RECORDS PROVIDED:

····················

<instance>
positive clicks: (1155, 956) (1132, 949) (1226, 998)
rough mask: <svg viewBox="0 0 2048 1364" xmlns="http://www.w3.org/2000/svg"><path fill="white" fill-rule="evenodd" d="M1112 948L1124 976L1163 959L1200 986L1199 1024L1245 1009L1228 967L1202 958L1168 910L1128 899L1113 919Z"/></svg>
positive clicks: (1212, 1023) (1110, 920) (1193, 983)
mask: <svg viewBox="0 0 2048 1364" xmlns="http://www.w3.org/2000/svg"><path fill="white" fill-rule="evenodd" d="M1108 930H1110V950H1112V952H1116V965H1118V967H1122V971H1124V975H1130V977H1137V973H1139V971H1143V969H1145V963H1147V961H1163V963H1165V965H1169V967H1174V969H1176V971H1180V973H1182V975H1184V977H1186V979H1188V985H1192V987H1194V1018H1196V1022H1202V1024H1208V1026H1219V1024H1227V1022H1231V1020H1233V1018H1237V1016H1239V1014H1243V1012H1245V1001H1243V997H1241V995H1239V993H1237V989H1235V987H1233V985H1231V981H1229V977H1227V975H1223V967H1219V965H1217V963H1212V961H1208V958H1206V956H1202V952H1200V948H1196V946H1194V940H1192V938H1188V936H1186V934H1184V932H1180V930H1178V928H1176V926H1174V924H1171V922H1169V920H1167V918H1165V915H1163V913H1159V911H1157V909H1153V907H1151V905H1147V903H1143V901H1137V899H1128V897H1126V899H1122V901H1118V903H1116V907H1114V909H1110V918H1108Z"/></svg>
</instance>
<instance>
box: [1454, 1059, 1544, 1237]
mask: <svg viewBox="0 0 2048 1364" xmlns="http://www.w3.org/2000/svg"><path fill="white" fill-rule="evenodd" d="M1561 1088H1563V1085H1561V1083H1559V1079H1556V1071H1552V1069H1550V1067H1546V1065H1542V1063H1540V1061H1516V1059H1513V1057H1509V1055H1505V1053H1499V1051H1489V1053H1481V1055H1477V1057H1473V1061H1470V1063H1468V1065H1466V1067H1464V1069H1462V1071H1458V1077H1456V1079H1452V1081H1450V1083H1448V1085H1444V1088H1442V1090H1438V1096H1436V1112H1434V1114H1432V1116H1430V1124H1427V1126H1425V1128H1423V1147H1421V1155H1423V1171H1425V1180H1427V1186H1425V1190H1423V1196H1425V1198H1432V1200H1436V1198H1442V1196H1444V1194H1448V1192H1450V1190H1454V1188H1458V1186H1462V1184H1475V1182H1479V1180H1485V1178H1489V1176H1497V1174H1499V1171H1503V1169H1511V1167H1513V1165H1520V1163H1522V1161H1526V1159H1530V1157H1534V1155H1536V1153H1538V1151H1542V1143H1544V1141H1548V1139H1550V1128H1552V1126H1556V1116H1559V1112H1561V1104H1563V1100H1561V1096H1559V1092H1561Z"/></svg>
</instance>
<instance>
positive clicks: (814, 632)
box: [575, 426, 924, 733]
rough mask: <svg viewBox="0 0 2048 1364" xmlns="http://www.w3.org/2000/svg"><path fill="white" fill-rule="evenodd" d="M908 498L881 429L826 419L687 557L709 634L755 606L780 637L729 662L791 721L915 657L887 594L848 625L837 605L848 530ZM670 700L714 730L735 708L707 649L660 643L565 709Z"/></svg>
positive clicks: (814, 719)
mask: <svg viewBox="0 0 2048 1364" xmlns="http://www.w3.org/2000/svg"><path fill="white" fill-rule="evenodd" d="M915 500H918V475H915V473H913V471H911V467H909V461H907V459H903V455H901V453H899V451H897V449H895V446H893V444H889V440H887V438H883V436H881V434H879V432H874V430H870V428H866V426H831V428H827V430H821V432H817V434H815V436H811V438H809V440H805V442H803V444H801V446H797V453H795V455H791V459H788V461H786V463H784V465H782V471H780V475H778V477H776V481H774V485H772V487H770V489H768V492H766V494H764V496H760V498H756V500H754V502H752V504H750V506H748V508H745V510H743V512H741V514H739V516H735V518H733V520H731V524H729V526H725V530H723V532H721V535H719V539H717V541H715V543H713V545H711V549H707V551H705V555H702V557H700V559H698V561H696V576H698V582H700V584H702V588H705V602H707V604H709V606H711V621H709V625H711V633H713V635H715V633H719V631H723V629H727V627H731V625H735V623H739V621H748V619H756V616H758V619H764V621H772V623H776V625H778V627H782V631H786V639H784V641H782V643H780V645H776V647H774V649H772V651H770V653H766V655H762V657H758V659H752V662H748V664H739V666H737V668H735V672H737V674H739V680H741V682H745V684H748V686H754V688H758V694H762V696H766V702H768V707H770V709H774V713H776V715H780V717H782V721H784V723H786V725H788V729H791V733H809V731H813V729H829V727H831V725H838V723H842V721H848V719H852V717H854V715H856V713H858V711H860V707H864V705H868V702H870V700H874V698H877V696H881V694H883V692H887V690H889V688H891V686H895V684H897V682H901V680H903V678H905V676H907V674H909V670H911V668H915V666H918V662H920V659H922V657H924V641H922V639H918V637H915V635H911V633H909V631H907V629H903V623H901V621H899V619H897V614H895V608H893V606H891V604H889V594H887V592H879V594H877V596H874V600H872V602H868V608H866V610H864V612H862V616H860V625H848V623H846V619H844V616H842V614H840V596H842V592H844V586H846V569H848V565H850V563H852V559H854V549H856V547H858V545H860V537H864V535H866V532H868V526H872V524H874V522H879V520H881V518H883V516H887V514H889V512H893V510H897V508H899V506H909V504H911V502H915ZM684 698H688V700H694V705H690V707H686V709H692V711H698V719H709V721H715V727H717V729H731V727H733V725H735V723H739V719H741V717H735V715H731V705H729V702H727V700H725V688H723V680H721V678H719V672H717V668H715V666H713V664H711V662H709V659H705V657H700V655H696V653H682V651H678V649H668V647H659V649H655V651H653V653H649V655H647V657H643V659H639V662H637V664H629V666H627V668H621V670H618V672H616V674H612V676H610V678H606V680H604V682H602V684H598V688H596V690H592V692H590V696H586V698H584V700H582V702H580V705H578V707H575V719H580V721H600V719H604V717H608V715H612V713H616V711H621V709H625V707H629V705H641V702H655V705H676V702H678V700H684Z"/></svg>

····················

WHAT THE TASK ASKS: Given the records above, restate word for word only the lines starting at the one with "positive clicks: (814, 632)" and ending at the one with "498L881 429L826 419L687".

EXERCISE ANSWER:
positive clicks: (814, 632)
box: [575, 426, 924, 733]
rough mask: <svg viewBox="0 0 2048 1364" xmlns="http://www.w3.org/2000/svg"><path fill="white" fill-rule="evenodd" d="M908 498L881 429L826 419L687 557L709 634L755 606L780 637L729 662L791 721L915 657L887 594L848 625L837 605L848 530ZM670 700L714 730L735 708L707 649L660 643L565 709Z"/></svg>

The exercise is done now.